Bir koleksiyondan çıkarılmış veriler
==================================================

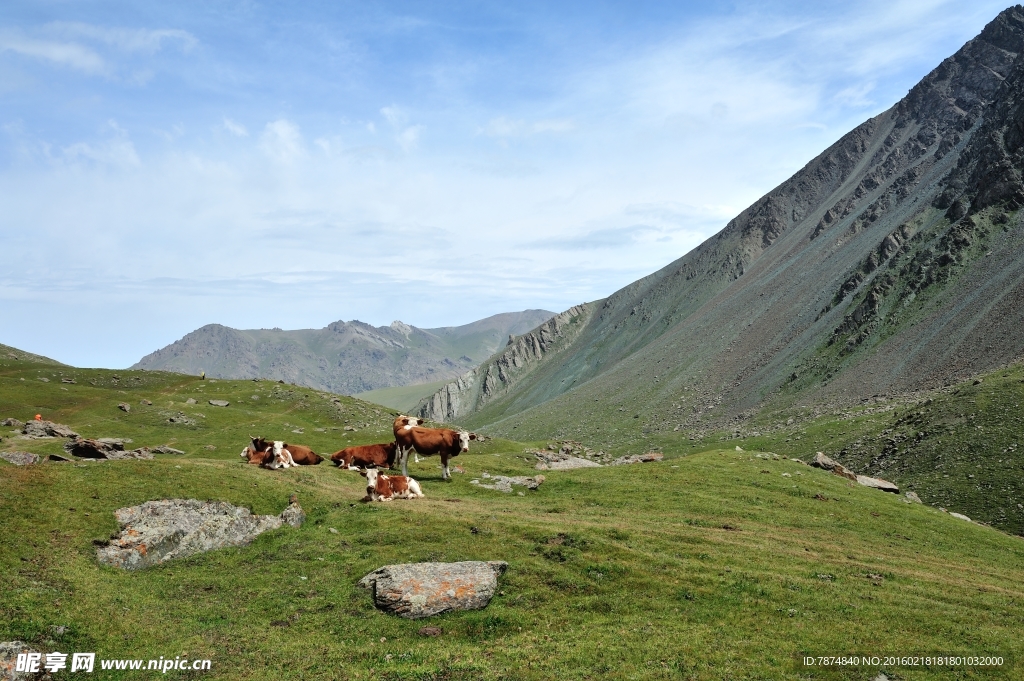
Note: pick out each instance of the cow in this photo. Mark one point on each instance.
(382, 487)
(259, 454)
(402, 422)
(278, 454)
(428, 441)
(365, 456)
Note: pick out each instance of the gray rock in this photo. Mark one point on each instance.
(8, 662)
(159, 530)
(47, 429)
(422, 590)
(19, 458)
(166, 450)
(878, 483)
(824, 463)
(504, 483)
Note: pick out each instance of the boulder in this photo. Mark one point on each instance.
(878, 483)
(160, 530)
(422, 590)
(20, 458)
(638, 459)
(9, 650)
(504, 483)
(47, 429)
(824, 463)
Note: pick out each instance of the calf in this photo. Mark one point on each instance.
(382, 487)
(365, 456)
(428, 441)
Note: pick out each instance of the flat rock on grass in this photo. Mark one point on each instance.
(20, 458)
(421, 590)
(47, 429)
(878, 483)
(9, 650)
(504, 483)
(159, 530)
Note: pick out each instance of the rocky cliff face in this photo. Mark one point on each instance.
(503, 372)
(346, 356)
(892, 261)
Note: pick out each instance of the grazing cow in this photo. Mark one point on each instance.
(382, 487)
(366, 456)
(428, 441)
(271, 456)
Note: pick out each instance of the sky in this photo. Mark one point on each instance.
(167, 165)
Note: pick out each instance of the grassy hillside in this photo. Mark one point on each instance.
(402, 398)
(719, 564)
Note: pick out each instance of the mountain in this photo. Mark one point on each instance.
(892, 262)
(346, 356)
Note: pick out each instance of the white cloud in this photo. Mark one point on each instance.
(283, 141)
(236, 129)
(129, 40)
(67, 54)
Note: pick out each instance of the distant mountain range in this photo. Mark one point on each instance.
(346, 357)
(894, 261)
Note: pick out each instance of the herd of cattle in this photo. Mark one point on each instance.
(410, 436)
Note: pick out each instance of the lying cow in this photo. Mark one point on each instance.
(382, 487)
(366, 456)
(428, 441)
(267, 457)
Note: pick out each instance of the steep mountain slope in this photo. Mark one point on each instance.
(346, 356)
(890, 262)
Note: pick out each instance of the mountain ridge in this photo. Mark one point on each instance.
(344, 356)
(879, 266)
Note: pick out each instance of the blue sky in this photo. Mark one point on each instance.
(169, 165)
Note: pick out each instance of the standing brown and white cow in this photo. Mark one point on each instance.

==================================================

Görev tanımı.
Yukarıdaki satırların tümünü, boş satırları atlayarak numaralı bir liste hâlinde düzenleyin. Resimleri yanıta almayın.

Görev yanıtı.
1. Note: pick out each instance of the cow in this photo. Mark one point on each instance.
2. (382, 487)
3. (259, 454)
4. (402, 422)
5. (278, 454)
6. (428, 441)
7. (365, 456)
8. Note: pick out each instance of the gray rock in this photo. Mark one point on each instance.
9. (8, 662)
10. (159, 530)
11. (47, 429)
12. (422, 590)
13. (19, 458)
14. (166, 450)
15. (878, 483)
16. (824, 463)
17. (504, 483)
18. Note: pick out each instance of the boulder in this photo. Mark one point on each instance.
19. (878, 483)
20. (160, 530)
21. (422, 590)
22. (20, 458)
23. (638, 459)
24. (9, 650)
25. (504, 483)
26. (47, 429)
27. (824, 463)
28. Note: pick out each instance of the calf in this photo. Mark one point on each instance.
29. (382, 487)
30. (365, 456)
31. (428, 441)
32. Note: pick out each instance of the flat rock on grass in this photo. Mark one point on each instance.
33. (20, 458)
34. (421, 590)
35. (47, 429)
36. (878, 483)
37. (9, 650)
38. (504, 483)
39. (159, 530)
40. Note: pick out each instance of the rocky cliff face in this photo. Mark one point on each instance.
41. (503, 372)
42. (346, 356)
43. (892, 261)
44. Note: pick out each instance of the grazing cow in this photo. Mark one point on each instance.
45. (382, 487)
46. (366, 456)
47. (428, 441)
48. (271, 456)
49. Note: pick out each instance of the sky in this photo. Mark one point on each instance.
50. (167, 165)
51. Note: pick out each instance of the grassy hillside in this photo. Mark one point on each instance.
52. (402, 398)
53. (719, 564)
54. Note: pick out each instance of the mountain in this photo. Mark one point on each instance.
55. (892, 262)
56. (346, 356)
57. Note: pick out each instance of the white cloud in this photo. Mark one point on each instance.
58. (283, 141)
59. (236, 129)
60. (129, 40)
61. (67, 54)
62. Note: pick out each instance of the distant mountain range in this photo. Mark one point on each instance.
63. (346, 357)
64. (894, 261)
65. Note: pick out each instance of the herd of cattle in this photo. Mark one point on each instance.
66. (410, 436)
67. Note: pick out each instance of the lying cow in this photo. Mark one point on each instance.
68. (382, 487)
69. (366, 456)
70. (428, 441)
71. (267, 457)
72. Note: pick out each instance of the steep mountain slope in this photo. Mark one point on each instance.
73. (346, 356)
74. (890, 262)
75. Note: pick out each instance of the mountain ridge in this photo. Mark one point on each instance.
76. (344, 356)
77. (879, 266)
78. Note: pick out each instance of the blue sky in this photo. Mark one point on each instance.
79. (169, 165)
80. Note: pick out each instance of the standing brown and white cow in this photo. Mark one point on each instance.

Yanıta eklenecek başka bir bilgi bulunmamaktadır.